[Stored data]
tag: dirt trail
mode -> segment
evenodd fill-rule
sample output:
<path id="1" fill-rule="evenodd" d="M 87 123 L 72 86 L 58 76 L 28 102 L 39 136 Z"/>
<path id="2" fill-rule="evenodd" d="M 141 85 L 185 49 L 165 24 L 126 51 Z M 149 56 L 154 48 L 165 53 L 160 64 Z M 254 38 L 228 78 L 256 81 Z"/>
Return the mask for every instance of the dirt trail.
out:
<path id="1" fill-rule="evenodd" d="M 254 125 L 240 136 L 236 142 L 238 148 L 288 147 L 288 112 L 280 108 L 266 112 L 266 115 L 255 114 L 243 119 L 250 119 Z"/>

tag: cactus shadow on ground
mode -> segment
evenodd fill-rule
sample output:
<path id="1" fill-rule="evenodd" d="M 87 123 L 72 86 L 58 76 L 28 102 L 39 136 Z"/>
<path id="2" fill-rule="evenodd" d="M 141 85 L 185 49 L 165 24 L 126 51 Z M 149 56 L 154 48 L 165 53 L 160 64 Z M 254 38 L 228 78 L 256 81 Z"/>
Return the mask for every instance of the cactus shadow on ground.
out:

**Given problem:**
Rewrite all of the material above, changing each "sample output" to "example output" and keeping everything else the same.

**Full output:**
tag: dirt trail
mode -> segment
evenodd fill-rule
example output:
<path id="1" fill-rule="evenodd" d="M 87 123 L 72 86 L 58 76 L 28 102 L 39 136 Z"/>
<path id="2" fill-rule="evenodd" d="M 141 85 L 185 49 L 165 24 L 126 51 Z M 149 56 L 154 48 L 165 53 L 160 64 Z M 254 38 L 228 78 L 256 81 Z"/>
Return the mask for every instance of the dirt trail.
out:
<path id="1" fill-rule="evenodd" d="M 254 125 L 240 136 L 236 142 L 238 148 L 288 147 L 288 112 L 280 108 L 266 112 L 266 115 L 255 114 L 243 119 L 250 119 Z"/>

tag: cactus shadow on ground
mode -> segment
evenodd fill-rule
example output:
<path id="1" fill-rule="evenodd" d="M 87 123 L 72 86 L 58 76 L 28 102 L 39 136 Z"/>
<path id="2" fill-rule="evenodd" d="M 141 85 L 185 49 L 165 24 L 126 51 Z M 149 56 L 154 48 L 165 53 L 160 64 Z M 254 38 L 228 78 L 256 81 Z"/>
Return the mask for every instance of the cactus shadow on ground.
out:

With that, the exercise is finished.